-- WRITTEN REQUEST A --
Identify every line of the records that contains the string "white", treating uppercase and lowercase as distinct, and copy each such line.

-- EXTRACT TO READ --
******

Now, let \(R\in \mathbb {R}\) be such that \(\Omega _\gamma \cap B_R \ne \emptyset \). Then by Lemma 3.7, there exists \(\overline{\varepsilon }\) and \(C_{\Omega _\gamma }>0\) such that for all \(|\varepsilon |<\overline{\varepsilon }\) there exists \(\Omega _\varepsilon \) satisfying

$$\begin{aligned} \Omega _\varepsilon \triangle \Omega _\gamma \subset \!\subset B_R, \qquad |\Omega _\varepsilon |-|\Omega _\gamma | = \varepsilon , \qquad {\mathcal {P}_{\mathbf {a}}}(\Omega _\varepsilon )-{\mathcal {P}_{\mathbf {a}}}(\Omega _\gamma ) \leqslant C_{\Omega _\gamma }|\varepsilon |^{(d-1)/d}.\nonumber \\ \end{aligned}$$

(3.27)

By choosing \(\varepsilon \) smaller, if necessary, by Lemma 3.2 and Remark 3.3, we can take \(\Omega _\varepsilon \) such that

$$\begin{aligned} |\Omega _\varepsilon \triangle \Omega _\gamma | < C\varepsilon . \end{aligned}$$

(3.28)

******

-- DATA SHOWN --
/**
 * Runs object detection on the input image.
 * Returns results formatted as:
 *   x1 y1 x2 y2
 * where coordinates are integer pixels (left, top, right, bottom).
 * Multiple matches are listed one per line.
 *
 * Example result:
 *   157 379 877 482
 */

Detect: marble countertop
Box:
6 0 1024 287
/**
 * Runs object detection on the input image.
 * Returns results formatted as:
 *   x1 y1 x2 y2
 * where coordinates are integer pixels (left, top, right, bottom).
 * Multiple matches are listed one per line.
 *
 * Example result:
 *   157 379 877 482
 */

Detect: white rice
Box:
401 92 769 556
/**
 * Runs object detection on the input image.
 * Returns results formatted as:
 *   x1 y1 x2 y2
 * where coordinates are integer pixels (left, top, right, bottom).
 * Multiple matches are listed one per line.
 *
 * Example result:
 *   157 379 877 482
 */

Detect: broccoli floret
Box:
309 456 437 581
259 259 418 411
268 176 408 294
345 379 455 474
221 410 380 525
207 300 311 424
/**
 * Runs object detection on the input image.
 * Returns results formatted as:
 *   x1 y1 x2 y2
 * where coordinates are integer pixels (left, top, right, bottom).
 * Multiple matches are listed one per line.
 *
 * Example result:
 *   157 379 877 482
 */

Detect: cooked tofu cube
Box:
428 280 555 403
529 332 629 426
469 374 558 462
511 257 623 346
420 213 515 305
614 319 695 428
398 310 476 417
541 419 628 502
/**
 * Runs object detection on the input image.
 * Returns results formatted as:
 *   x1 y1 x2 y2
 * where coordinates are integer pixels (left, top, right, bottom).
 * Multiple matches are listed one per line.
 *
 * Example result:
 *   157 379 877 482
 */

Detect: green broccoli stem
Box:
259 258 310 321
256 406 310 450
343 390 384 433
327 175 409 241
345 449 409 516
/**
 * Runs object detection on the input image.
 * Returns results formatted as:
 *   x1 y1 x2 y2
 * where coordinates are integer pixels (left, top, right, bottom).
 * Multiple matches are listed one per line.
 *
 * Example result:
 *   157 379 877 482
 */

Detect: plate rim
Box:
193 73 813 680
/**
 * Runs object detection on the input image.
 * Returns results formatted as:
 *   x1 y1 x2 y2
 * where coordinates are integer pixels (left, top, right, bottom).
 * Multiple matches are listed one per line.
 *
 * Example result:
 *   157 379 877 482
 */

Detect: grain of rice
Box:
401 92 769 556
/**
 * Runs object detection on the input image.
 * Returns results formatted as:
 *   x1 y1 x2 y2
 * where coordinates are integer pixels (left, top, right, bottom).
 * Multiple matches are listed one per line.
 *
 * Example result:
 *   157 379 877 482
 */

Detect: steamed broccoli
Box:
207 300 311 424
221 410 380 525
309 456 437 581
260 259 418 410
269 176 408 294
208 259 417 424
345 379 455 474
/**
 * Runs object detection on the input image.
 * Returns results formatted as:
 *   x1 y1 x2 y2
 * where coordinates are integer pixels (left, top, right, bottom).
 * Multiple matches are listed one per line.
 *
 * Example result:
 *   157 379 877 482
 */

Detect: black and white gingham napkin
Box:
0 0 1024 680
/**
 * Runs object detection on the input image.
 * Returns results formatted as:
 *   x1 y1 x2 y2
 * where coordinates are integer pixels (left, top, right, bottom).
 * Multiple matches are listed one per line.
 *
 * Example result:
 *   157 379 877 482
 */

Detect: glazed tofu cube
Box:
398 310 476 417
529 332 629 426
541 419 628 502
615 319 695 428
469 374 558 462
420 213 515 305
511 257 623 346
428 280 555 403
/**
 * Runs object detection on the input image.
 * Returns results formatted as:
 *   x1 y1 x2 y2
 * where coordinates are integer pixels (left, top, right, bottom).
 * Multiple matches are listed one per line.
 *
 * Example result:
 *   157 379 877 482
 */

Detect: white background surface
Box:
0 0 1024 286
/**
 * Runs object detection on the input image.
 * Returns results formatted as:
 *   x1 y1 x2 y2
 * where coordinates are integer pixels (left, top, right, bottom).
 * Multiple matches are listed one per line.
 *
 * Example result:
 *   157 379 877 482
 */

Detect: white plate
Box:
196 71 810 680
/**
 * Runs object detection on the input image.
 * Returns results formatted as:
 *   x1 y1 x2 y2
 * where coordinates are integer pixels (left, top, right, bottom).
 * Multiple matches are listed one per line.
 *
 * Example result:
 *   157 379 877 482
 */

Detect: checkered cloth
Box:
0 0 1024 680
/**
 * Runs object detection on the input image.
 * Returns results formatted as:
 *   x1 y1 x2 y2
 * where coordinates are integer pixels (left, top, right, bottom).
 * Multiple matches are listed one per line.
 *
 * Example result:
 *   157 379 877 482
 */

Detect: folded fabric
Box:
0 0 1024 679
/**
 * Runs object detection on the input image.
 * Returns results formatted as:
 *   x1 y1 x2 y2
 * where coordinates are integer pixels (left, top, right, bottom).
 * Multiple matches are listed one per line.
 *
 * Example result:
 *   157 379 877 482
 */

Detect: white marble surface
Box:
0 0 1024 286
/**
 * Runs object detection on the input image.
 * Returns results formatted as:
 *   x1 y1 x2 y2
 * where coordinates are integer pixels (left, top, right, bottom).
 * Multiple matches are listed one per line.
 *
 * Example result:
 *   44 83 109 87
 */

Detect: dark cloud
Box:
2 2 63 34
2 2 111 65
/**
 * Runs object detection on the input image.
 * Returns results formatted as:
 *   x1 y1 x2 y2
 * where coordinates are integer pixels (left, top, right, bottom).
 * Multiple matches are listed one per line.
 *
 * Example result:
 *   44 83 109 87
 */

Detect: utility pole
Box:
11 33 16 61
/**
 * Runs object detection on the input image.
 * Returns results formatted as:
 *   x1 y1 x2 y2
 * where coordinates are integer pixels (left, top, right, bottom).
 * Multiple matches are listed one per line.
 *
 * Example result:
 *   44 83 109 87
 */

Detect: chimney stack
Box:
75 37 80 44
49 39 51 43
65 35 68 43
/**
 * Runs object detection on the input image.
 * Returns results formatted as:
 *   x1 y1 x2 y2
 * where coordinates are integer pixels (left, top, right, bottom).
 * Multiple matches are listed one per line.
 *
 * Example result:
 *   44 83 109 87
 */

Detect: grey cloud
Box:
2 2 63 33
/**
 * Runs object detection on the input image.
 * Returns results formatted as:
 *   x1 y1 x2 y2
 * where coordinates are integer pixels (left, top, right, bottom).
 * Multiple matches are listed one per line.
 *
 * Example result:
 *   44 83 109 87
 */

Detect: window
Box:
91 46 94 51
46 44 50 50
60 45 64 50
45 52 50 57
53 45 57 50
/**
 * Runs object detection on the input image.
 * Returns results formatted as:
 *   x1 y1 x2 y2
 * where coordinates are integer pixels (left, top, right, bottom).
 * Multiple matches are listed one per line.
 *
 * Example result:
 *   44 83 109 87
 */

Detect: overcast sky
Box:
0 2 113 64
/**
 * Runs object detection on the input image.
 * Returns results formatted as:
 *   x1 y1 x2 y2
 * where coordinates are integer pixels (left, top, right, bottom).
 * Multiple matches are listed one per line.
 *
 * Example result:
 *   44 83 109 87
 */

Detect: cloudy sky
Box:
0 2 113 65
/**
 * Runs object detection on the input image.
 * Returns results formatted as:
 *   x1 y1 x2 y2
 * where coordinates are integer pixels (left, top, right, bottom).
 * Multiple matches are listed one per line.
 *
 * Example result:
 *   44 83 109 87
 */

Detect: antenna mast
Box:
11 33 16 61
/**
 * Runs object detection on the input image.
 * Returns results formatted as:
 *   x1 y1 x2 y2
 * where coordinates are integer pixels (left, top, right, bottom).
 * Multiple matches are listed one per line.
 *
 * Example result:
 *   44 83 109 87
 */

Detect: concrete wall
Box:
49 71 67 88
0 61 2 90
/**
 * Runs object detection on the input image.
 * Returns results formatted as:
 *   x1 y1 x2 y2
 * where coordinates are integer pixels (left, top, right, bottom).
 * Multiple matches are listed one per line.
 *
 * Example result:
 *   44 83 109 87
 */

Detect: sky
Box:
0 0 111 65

******

-- WRITTEN REQUEST B --
In the mathematical excerpt, which lemma provides the threshold and constant under which the set Ω_ε exists?

-- TASK ANSWER A --
Detect: white rice
Detect: black and white gingham napkin
Detect: white background surface
Detect: white plate
Detect: white marble surface

-- TASK ANSWER B --
Lemma 3.7